**Exercise requirements**
Extract each line of the material below that contains the string "orange", copying each one in full.

(Part of a data file)
====
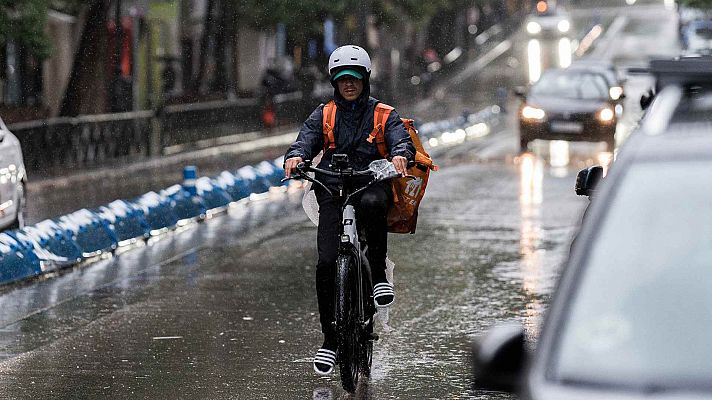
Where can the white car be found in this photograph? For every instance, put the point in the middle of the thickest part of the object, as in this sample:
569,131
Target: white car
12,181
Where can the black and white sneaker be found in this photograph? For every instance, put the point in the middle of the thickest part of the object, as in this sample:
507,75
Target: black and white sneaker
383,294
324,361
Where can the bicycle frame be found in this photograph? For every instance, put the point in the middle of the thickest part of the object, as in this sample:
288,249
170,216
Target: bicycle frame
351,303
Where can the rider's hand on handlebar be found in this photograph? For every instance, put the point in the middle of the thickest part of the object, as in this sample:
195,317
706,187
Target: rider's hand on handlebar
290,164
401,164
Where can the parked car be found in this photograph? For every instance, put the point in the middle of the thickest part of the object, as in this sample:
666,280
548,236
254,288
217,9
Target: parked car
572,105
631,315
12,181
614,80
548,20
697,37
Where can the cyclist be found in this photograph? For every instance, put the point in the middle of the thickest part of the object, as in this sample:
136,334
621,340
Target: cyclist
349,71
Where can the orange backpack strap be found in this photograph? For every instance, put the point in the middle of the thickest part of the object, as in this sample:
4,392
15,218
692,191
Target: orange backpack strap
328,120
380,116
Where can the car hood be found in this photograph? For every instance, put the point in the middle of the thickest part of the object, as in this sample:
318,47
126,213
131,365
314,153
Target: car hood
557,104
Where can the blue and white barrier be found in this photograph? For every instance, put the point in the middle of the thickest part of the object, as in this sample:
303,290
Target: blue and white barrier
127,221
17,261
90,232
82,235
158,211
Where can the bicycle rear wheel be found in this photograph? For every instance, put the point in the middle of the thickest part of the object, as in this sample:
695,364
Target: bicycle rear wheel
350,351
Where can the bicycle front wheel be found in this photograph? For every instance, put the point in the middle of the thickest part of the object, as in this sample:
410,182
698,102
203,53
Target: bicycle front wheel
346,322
====
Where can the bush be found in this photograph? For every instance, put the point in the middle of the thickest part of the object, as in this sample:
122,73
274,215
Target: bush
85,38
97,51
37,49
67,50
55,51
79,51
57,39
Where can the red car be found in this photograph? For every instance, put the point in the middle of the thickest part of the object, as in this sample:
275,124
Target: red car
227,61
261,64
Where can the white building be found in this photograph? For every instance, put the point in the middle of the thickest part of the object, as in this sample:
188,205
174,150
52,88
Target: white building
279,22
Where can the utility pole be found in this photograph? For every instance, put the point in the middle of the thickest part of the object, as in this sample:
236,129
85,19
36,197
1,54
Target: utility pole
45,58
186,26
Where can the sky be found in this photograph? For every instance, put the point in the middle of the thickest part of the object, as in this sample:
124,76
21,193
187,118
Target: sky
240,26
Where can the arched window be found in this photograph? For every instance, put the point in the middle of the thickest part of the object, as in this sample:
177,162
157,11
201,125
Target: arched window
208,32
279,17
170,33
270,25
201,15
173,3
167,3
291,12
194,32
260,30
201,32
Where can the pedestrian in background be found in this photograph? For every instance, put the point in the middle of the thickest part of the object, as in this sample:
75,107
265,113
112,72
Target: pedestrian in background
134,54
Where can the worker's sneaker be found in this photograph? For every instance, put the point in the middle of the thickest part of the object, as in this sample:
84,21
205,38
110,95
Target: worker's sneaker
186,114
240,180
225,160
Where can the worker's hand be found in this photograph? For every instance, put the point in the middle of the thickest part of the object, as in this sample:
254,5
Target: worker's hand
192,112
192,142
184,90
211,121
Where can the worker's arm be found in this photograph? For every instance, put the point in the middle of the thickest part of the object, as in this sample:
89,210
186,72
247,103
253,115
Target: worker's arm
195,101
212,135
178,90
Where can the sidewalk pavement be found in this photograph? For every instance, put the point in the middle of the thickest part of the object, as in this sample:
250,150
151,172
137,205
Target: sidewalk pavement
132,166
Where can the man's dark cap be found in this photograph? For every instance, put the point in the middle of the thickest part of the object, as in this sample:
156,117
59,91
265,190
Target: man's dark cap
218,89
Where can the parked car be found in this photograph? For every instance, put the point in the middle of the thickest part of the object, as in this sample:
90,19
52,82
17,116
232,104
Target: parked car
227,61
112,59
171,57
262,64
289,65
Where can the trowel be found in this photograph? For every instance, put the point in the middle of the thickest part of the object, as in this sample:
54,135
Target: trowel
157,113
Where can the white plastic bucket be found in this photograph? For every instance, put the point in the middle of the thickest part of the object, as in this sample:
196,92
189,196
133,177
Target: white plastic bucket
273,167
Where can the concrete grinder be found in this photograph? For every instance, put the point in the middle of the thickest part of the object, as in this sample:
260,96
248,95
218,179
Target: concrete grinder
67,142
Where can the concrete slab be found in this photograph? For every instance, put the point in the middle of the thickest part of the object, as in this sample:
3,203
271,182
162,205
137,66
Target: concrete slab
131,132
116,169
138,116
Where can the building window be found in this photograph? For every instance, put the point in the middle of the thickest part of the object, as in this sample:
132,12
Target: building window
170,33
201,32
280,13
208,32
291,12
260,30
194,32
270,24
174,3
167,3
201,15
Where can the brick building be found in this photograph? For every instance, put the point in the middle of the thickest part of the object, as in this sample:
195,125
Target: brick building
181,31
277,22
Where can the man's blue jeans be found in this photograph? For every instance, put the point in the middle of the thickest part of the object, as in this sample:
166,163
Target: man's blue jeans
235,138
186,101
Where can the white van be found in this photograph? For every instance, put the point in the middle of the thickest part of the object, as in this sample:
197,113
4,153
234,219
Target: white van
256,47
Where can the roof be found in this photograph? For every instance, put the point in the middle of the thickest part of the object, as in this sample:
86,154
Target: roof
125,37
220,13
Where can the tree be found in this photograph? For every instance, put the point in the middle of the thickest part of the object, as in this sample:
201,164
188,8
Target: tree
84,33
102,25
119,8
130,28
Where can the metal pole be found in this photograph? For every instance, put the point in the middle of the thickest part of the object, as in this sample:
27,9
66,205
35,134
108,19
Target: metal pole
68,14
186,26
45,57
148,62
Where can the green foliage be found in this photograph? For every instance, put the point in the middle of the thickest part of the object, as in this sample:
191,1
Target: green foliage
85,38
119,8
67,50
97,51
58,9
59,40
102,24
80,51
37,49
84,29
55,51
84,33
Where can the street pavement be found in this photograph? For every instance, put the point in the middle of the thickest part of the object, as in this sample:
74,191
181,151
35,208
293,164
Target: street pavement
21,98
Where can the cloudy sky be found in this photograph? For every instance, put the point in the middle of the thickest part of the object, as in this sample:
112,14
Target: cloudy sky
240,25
====
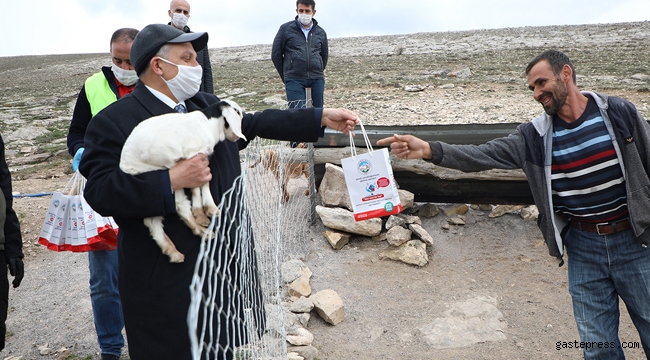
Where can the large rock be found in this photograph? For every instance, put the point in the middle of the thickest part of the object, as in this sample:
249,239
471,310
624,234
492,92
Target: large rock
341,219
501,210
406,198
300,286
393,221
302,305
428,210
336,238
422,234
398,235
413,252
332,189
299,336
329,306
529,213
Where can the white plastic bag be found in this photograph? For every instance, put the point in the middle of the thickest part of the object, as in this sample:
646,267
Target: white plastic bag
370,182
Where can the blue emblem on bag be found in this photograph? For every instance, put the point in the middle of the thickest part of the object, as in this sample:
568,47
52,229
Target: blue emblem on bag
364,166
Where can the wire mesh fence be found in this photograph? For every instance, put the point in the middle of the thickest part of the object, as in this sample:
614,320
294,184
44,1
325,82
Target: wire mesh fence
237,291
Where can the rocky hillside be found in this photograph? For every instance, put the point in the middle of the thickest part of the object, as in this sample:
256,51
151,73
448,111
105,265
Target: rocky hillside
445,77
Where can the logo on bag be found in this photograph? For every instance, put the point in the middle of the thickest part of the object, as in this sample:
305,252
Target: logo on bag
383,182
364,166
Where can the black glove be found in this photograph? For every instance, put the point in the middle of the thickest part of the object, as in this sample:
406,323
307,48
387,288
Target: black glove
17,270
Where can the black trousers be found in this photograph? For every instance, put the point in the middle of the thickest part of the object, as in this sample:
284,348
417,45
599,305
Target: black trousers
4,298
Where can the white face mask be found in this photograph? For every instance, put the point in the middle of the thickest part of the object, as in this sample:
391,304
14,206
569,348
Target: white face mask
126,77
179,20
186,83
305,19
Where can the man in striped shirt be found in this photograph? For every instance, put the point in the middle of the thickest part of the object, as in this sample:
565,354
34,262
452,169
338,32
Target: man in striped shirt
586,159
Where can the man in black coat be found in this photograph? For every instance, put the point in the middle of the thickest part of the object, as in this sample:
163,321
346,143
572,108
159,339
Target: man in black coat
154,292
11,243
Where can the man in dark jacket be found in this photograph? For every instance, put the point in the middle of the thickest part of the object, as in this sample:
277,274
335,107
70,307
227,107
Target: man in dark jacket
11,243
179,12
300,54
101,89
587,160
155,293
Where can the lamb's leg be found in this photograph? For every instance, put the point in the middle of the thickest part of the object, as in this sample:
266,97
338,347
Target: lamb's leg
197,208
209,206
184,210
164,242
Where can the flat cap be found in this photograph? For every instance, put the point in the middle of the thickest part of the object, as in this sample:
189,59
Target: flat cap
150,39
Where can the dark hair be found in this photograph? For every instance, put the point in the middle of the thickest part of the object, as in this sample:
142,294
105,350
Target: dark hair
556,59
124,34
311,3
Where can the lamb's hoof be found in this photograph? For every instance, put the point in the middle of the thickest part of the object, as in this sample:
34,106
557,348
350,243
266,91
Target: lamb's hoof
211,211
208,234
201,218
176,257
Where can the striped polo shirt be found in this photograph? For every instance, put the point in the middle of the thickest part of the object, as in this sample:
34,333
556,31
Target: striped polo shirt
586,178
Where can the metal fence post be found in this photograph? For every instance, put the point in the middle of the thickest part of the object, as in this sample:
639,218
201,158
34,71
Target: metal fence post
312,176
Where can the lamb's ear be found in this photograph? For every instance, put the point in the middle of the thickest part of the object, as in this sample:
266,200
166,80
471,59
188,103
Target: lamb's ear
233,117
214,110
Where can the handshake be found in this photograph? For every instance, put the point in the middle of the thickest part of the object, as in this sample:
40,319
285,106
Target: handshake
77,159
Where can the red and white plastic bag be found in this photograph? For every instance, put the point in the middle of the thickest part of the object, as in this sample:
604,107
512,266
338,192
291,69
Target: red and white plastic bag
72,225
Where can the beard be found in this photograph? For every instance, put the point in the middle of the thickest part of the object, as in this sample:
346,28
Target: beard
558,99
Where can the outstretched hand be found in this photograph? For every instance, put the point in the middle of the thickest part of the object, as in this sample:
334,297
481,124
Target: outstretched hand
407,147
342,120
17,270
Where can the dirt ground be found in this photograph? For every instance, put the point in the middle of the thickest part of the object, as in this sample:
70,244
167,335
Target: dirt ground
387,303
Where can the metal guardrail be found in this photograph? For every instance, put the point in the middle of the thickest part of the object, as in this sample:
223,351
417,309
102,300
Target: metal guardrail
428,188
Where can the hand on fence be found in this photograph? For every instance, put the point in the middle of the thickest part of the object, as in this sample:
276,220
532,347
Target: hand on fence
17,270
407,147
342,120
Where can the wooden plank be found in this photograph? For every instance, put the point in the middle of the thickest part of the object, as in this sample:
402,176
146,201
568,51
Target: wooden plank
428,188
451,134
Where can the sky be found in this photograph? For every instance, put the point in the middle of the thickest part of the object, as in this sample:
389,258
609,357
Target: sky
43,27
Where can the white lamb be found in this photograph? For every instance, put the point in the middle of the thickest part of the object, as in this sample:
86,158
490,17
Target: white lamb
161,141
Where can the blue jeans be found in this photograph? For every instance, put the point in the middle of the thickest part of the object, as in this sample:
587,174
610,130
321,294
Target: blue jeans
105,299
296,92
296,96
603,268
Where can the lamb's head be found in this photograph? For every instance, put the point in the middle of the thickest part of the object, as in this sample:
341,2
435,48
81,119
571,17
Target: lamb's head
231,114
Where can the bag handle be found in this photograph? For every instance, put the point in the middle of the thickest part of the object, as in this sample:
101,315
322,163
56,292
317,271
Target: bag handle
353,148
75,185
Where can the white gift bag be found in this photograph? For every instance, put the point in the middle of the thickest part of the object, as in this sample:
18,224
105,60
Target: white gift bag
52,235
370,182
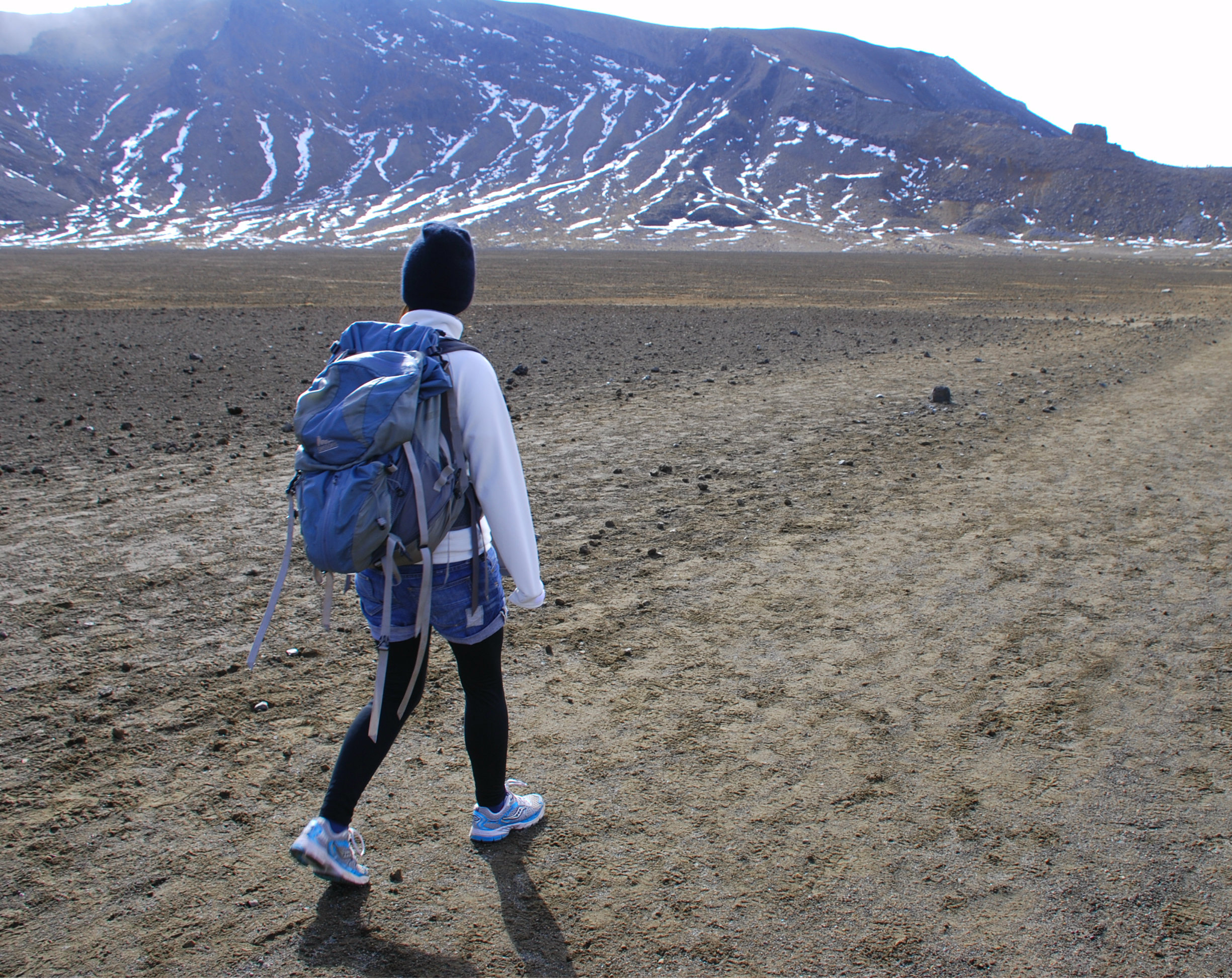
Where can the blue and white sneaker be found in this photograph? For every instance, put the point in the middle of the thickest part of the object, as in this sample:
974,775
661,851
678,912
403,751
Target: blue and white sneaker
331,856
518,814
====
**Exercise response**
Where can the orange backpack strap be found in this photograph? For every instance, put the point in the middle of the thickest part of the object, as in this sample:
Target: orange backpack strap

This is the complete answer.